O sonho lúcido também oferece às pessoas a oportunidade de praticar suas habilidades. Pesquisas descobriram que a prática de habilidades motoras em sonhos lúcidos é uma forma de ensaio mental que melhora o desempenho subsequente em esportes ou jogos na vida real.
Enquanto isso, em um nível terapêutico, descobriu-se que o sonho lúcido ajuda com a insônia e os pesadelos. Se uma pessoa tem pesadelos recorrentes e aprende a ter sonhos lúcidos, ela pode reconhecer que está sonhando, que o que está vivenciando não é real e, possivelmente, mudar o resultado do sonho. "Isso pode ser uma experiência transformadora poderosa, ajudando a pessoa a alcançar algum nível de resolução ou cura", explica Baird.
Se você não tem sonhos lúcidos naturalmente ao dormir (a maioria das pessoas não tem), é possível aprender a induzi-los por meio de várias técnicas – mas pode haver desvantagens.
Em um estudo publicado na revista Sleep Advances, os pesquisadores examinaram e analisaram 400 postagens em um fórum de discussão sobre sonhos lúcidos e descobriram tanto efeitos positivos quanto experiências negativas. No lado positivo, muitas pessoas relataram o aprimoramento dos sonhos, o despertar com um humor positivo e menos pesadelos.
Do lado negativo, as pessoas relataram sentir-se paralisadas – incapazes de gritar ou se mover – ou ter dificuldade para distinguir se estavam dormindo ou realmente acordadas, e um sono menos restaurador.
"Algumas pessoas não querem ter sonhos lúcidos – elas só querem dormir", explica Remington Mallett, neurocientista cognitivo do Centro de Pesquisa Avançada em Medicina do Sono da Universidade de Montreal.
Se você decidir tentar o sonho lúcido, um pré-requisito é ter uma boa recordação dos sonhos, dizem os especialistas. "Se você mantiver um diário de sonhos, começará a se lembrar melhor dos sonhos", diz Mallett.

» Atividade 1:
Responda com base no texto sobre sonhos lúcidos:
(a) Quantas postagens de fórum os pesquisadores analisaram no estudo publicado na revista Sleep Advances?
(b) Segundo Mallett, o que faz a pessoa começar a se lembrar melhor dos sonhos?
(c) Em qual centro de pesquisa Remington Mallett atua?
» Atividade 2:
Copie do texto sobre sonhos lúcidos o trecho que começa nas palavras "Se você não" e para depois de "sono menos restaurador.".
» Atividade 3:
Dê a continuação do texto sobre sonhos lúcidos, começando logo após a última frase apresentada.
Os registros não têm relação com o texto sobre sonhos lúcidos.

[Registros extraídos]
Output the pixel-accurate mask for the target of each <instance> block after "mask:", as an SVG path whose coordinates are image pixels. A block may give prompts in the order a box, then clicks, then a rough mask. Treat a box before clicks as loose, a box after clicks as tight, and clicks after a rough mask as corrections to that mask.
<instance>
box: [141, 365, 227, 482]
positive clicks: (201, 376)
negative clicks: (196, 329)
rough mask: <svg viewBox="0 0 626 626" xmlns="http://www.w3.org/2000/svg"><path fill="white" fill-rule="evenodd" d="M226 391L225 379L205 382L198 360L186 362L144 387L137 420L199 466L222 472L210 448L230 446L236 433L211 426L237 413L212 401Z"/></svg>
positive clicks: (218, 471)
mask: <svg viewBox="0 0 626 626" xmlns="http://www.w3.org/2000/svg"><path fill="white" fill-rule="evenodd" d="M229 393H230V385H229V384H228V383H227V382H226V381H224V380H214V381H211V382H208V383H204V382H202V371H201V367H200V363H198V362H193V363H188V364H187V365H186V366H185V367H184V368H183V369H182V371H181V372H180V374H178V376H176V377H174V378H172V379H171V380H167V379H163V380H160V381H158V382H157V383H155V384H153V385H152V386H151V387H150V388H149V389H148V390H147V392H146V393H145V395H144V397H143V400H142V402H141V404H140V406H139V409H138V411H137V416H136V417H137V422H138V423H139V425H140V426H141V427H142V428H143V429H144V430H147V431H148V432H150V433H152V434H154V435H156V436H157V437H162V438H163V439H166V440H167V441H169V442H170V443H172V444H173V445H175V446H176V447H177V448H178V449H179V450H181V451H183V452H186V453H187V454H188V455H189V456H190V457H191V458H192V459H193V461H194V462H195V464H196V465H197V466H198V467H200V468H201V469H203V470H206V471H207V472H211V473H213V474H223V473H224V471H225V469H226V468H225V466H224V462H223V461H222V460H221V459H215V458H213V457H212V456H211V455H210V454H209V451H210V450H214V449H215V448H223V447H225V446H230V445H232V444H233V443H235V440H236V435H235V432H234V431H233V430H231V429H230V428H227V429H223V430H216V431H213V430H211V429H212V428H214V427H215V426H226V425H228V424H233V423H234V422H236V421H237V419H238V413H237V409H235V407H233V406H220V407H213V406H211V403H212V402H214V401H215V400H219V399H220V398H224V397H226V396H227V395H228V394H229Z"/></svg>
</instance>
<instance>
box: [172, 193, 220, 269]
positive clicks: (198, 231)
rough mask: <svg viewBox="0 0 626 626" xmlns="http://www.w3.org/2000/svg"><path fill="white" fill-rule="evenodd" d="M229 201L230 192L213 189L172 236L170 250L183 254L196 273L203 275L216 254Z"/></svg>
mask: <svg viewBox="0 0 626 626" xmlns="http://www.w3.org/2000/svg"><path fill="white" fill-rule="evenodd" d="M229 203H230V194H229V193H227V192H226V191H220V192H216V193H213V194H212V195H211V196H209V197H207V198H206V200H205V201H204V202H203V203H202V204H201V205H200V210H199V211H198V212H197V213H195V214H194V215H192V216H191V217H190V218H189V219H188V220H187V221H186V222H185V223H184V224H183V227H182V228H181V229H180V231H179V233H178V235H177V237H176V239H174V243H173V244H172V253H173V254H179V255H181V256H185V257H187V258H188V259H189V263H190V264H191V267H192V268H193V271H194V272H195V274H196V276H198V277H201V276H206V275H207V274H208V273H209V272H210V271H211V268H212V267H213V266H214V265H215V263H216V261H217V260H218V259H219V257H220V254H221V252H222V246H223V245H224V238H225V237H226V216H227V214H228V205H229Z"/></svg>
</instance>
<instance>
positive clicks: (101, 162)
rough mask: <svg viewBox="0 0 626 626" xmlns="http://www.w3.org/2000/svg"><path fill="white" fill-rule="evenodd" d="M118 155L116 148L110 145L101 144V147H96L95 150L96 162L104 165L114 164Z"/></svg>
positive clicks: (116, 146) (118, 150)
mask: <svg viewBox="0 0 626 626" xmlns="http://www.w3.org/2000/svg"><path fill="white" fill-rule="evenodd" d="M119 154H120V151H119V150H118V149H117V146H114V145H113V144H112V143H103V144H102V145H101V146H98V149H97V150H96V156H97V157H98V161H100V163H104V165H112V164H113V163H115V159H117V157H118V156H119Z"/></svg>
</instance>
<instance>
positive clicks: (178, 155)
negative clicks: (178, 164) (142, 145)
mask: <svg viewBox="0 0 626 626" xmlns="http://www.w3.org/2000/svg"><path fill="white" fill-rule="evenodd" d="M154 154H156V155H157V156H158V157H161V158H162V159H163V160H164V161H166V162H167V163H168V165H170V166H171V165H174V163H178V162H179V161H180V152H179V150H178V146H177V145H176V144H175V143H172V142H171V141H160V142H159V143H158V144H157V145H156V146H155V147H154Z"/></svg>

» Resposta 1:
(a) 400 postagens.
(b) Manter um diário de sonhos.
(c) No Centro de Pesquisa Avançada em Medicina do Sono da Universidade de Montreal.

» Resposta 2:
Se você não tem sonhos lúcidos naturalmente ao dormir (a maioria das pessoas não tem), é possível aprender a induzi-los por meio de várias técnicas – mas pode haver desvantagens.
Em um estudo publicado na revista Sleep Advances, os pesquisadores examinaram e analisaram 400 postagens em um fórum de discussão sobre sonhos lúcidos e descobriram tanto efeitos positivos quanto experiências negativas. No lado positivo, muitas pessoas relataram o aprimoramento dos sonhos, o despertar com um humor positivo e menos pesadelos.
Do lado negativo, as pessoas relataram sentir-se paralisadas – incapazes de gritar ou se mover – ou ter dificuldade para distinguir se estavam dormindo ou realmente acordadas, e um sono menos restaurador.

» Resposta 3:
As técnicas usadas para induzir sonhos lúcidos têm graus variados de sucesso e não há uma que funcione para todos. "É uma habilidade que pode ser aprendida, mas as pessoas fazem com que pareça muito mais fácil do que realmente é", diz Zadra. Entre as técnicas mais comprovadas estão as cognitivas, que são realizadas durante o dia ou enquanto você está dormindo.
Com a técnica de teste de realidade, você interrompe o que está fazendo em intervalos regulares durante o dia e se pergunta se está em um sonho ou na realidade e, em seguida, volta às suas atividades habituais, explica Zadra. A ideia é que essas "verificações da realidade" acabem sendo incorporadas ao "sonho de uma pessoa, permitindo que ela faça a distinção entre as realidades do sono e da vigília, o que, por sua vez, induz a lucidez do sonho", de acordo com uma pesquisa publicada este ano.
Uma técnica chamada Indução Mnemônica de Sonhos Lúcidos envolve ensaiar um sonho durante o dia e visualizar a lucidez enquanto diz a si mesmo: "Na próxima vez que eu sonhar, reconhecerei que estou sonhando".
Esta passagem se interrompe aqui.